Actions to take ->
• 1. According to the text, where did the narrator go hiking to practice self-care?
• 2. Please echo the text word for word, starting with "Or is it my" and going on through "to my place.".

Given text ->
━━━━━━━━━━

Never Just One Thing

ANNE

Oh, did I mention that my sister has Stage 4 colon cancer? It’s never just one thing, is it. Notice that’s not a question. When I write a grant proposal, it’s called “providing the context.” So the main event in my life is Vince being in prison. And on top of that, my sister has cancer.

Or, is the main event that my mom has totaled two cars within a span of a few months, causing multiple hairline fractures of her spine (thankfully not killing herself or injuring anyone else), which means she’s in pain all the time and has to wear a brace and use a walker and can’t drive anymore or do most of the things she used to enjoy, like go for a walk?

Or wait, is the predominant thing in my life that my sister’s roof leaks, she can’t work, and she’s overwhelmed by bills, housework, two teenage kids, and an abusive ex-husband? That’s on top of the radiation, surgery, having to wear an ostomy bag that keeps falling off, chemotherapy, more surgery, being told she’s cured, being told it’s back, more chemo, more surgery to come, then more chemo….

Or is it my own apartment, because the maintenance guy who came in to fix the slow kitchen drain punctured the pipe, causing a flood that necessitated the entire room be torn up for—no sink or dishwasher, floor and countertops gone—for seven weeks. A yellow tape across the door that said “Do Not Enter”. A little comic relief: I complained to the building manager about having to wash dishes in the bathroom sink. His suggestion was that I put my dirty dishes in a shopping cart, take them via elevator to an empty apartment on another floor, wash them there, then take them back to my place.

To practice self-care, I went for a hike along the banks of the Mississippi. It was muddy and I thought, “It’s slippery here—someone could fall!” And then the someone was me. Torn knee ligament. Crutches for a month. Here is where I will admit that I love an inanimate object–my car, my beloved turquoise Mini Cooper—which a manual transmission. I found a coworker who traded cars—her old tan sedan was an automatic. The battery died the next day. The engine light kept coming on. The plastic under sheath, which I had never even known existed on every car, came off while I was going 80 on the interstate. That’ll make you feel you are really alive!

And so it seems that challenges just fan out and out and on and on. Going to work at a torture treatment center feels like going to a spa right now, although I sure am having a hard time concentrating. So then I worry I will lose my job, but I can’t even focus on that for very long; my worry jumps back and forth from my mom to Vince to my sister and back and all over the place, like a ping pong ball in a clothes dryer.

━━━━━━━━━━

Saved data entries ->
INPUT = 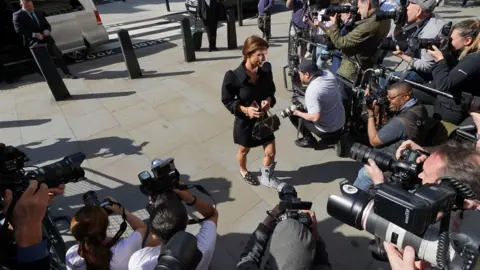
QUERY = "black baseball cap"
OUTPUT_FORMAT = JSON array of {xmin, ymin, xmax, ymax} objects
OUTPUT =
[{"xmin": 298, "ymin": 59, "xmax": 322, "ymax": 74}]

━━━━━━━━━━

Expected outputs ->
• 1. Along the banks of the Mississippi.

• 2.
Or is it my own apartment, because the maintenance guy who came in to fix the slow kitchen drain punctured the pipe, causing a flood that necessitated the entire room be torn up for—no sink or dishwasher, floor and countertops gone—for seven weeks. A yellow tape across the door that said “Do Not Enter”. A little comic relief: I complained to the building manager about having to wash dishes in the bathroom sink. His suggestion was that I put my dirty dishes in a shopping cart, take them via elevator to an empty apartment on another floor, wash them there, then take them back to my place.